■ **TO BE DONE**: Rescale the records from the line containing "Q: Mark a point on every instance of the soccer ball" through the end of the records: copy out every one of those lines, requests included, and multiply each answer coordinate by 2.3, rounding to the nearest whole number with halves going up. Leave the sample points inside the requests unchanged.

--- START OF ITEMS ---

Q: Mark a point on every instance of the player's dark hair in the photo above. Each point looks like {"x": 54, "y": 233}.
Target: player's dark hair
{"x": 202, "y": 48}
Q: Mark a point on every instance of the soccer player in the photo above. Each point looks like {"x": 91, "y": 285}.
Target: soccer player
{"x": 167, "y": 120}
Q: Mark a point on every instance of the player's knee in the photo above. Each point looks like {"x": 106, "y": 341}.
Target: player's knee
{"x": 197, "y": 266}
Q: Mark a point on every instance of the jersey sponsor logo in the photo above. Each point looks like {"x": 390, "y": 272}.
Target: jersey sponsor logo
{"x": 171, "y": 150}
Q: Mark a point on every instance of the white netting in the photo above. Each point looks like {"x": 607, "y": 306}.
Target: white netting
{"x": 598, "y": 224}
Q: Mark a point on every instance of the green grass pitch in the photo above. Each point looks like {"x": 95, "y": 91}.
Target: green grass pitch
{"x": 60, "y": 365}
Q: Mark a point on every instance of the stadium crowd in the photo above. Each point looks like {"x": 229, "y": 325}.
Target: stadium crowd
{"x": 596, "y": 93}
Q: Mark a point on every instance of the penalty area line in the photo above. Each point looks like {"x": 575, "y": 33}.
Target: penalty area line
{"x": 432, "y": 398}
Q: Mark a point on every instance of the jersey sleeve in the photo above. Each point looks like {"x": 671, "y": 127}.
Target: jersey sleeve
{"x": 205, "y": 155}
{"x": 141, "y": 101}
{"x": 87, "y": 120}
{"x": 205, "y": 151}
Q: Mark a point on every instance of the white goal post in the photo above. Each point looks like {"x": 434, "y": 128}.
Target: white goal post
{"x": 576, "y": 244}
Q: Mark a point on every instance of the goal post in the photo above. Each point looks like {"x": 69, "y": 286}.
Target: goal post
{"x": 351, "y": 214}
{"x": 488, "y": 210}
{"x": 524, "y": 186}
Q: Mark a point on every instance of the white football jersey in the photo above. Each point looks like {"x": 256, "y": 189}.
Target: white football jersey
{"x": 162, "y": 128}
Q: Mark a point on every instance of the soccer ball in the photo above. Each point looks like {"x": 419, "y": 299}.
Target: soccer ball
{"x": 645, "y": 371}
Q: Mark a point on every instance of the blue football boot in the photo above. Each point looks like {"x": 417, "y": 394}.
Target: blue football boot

--- END OF ITEMS ---

■ **TASK OUTPUT**:
Q: Mark a point on every instance of the soccer ball in the photo above. Each point looks like {"x": 419, "y": 299}.
Target: soccer ball
{"x": 1484, "y": 853}
Q: Mark a point on every instance of the blue football boot in the photo above. Each point looks like {"x": 417, "y": 394}.
Target: blue football boot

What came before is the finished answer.